» Sezione del documento
┄┄┄┄┄┄┄┄┄┄

Pubblicato il 23/05/2024

N. 10401/2024 REG.PROV.COLL.

N. 08126/2017 REG.RIC.

REPUBBLICA ITALIANA

IN NOME DEL POPOLO ITALIANO

Il Tribunale Amministrativo Regionale per il Lazio

(Sezione Prima Bis)

ha pronunciato la presente

SENTENZA

sul ricorso numero di registro generale 8126 del 2017, proposto da
-OMISSIS-, rappresentata e difesa dagli avvocati A B ed E R, con domicilio eletto presso lo studio del secondo difensore in Roma, Via Ottaviano, 66;

contro

Comando generale dell’Arma dei carabinieri e Ministero della difesa, in persona del legale rappresentante pro tempore , rappresentati e difesi ex lege dall’Avvocatura generale dello Stato, con domicilio in Roma, Via dei Portoghesi, 12;

per l’annullamento

del decreto del Comando generale dell’Arma dei carabinieri n.-OMISSIS- pos. -OMISSIS- in data 10 maggio 2017;

e, per l’effetto, per il riconoscimento della dipendenza da causa di servizio e dell’equo indennizzo per la malattia sofferta dalla ricorrente e per la conseguente condanna della Amministrazione al pagamento in favore della ricorrente dell’equo indennizzo corrispondente.


Visti il ricorso e i relativi allegati;

Visto l’atto di costituzione in giudizio del Comando generale dell’Arma dei carabinieri e del Ministero della difesa;

Visti tutti gli atti della causa;

Relatrice nell’udienza pubblica del giorno 14 febbraio 2024 la dott.ssa F V D M e uditi per le parti i difensori come specificato nel verbale;

Ritenuto e considerato in fatto e diritto quanto segue.

┄┄┄┄┄┄┄┄┄┄

» Estratti dei record
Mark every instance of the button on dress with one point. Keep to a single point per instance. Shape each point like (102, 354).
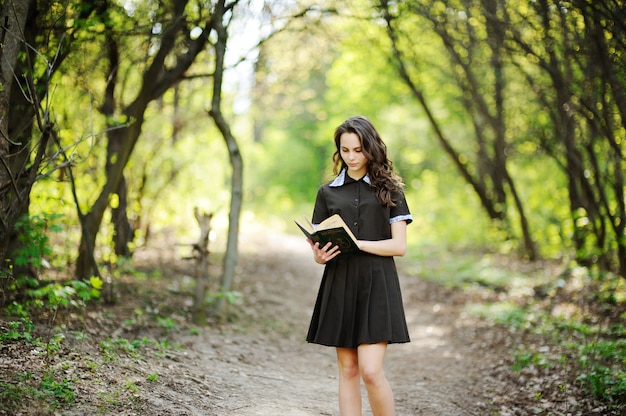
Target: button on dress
(359, 299)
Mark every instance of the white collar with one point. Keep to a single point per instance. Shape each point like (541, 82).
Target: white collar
(341, 179)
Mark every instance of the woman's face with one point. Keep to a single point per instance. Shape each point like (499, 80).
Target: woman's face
(352, 154)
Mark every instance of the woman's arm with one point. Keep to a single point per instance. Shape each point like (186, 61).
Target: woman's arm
(395, 246)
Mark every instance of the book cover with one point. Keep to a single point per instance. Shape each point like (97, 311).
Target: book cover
(332, 229)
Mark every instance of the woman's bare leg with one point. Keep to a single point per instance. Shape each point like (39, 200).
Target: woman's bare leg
(349, 382)
(371, 359)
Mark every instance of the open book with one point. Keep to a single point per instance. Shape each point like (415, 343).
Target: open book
(332, 229)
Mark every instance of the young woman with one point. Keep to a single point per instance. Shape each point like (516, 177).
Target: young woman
(359, 305)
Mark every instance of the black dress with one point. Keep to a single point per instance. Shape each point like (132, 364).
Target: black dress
(359, 300)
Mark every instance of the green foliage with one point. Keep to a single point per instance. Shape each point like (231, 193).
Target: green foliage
(45, 396)
(32, 233)
(74, 293)
(603, 365)
(17, 331)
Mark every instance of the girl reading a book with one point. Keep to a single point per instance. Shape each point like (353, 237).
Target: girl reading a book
(359, 307)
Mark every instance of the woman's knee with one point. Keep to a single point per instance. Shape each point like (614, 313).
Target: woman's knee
(372, 374)
(348, 364)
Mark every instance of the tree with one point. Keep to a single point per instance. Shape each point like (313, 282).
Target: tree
(222, 12)
(171, 52)
(577, 49)
(36, 40)
(472, 34)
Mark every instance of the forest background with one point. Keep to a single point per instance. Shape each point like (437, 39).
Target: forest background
(507, 121)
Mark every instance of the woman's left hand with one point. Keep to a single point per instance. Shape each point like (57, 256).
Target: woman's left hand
(323, 255)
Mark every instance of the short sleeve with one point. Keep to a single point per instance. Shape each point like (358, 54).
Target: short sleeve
(401, 211)
(320, 211)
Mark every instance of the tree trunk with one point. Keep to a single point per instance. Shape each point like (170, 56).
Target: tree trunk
(201, 255)
(232, 254)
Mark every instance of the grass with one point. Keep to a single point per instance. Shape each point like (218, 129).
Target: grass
(576, 318)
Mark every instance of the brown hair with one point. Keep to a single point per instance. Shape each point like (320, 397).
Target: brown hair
(379, 168)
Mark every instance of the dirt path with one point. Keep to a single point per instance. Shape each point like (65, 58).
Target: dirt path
(263, 366)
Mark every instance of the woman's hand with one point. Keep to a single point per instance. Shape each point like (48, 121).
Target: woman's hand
(323, 255)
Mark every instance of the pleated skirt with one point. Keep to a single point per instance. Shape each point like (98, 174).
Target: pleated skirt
(359, 302)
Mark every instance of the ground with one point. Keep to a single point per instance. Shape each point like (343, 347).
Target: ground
(259, 363)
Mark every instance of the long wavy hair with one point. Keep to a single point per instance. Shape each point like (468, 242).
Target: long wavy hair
(379, 168)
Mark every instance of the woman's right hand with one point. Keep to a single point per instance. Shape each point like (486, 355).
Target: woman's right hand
(323, 255)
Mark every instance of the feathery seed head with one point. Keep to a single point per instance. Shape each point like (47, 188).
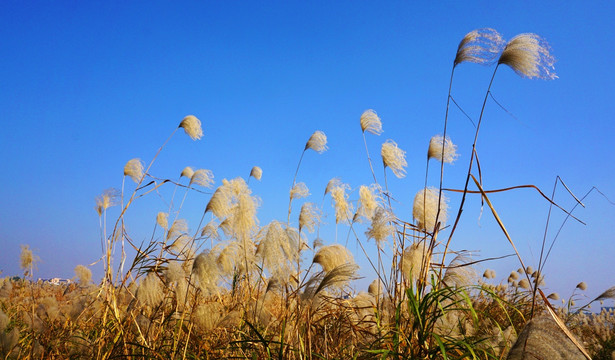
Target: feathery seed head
(317, 142)
(83, 274)
(394, 158)
(442, 150)
(210, 230)
(187, 172)
(332, 256)
(300, 190)
(108, 198)
(163, 220)
(192, 127)
(582, 286)
(381, 227)
(308, 217)
(202, 177)
(479, 46)
(256, 173)
(425, 208)
(529, 56)
(134, 169)
(370, 122)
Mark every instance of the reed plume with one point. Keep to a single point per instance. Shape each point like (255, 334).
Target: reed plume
(192, 127)
(370, 122)
(381, 227)
(529, 56)
(299, 191)
(107, 199)
(480, 46)
(394, 158)
(317, 142)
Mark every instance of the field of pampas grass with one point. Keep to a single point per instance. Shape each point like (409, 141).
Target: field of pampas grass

┄┄┄┄┄┄┄┄┄┄

» Consegna
Per favore, indica la data dell'udienza pubblica riportata nella sentenza.

» Risultato atteso
14 febbraio 2024.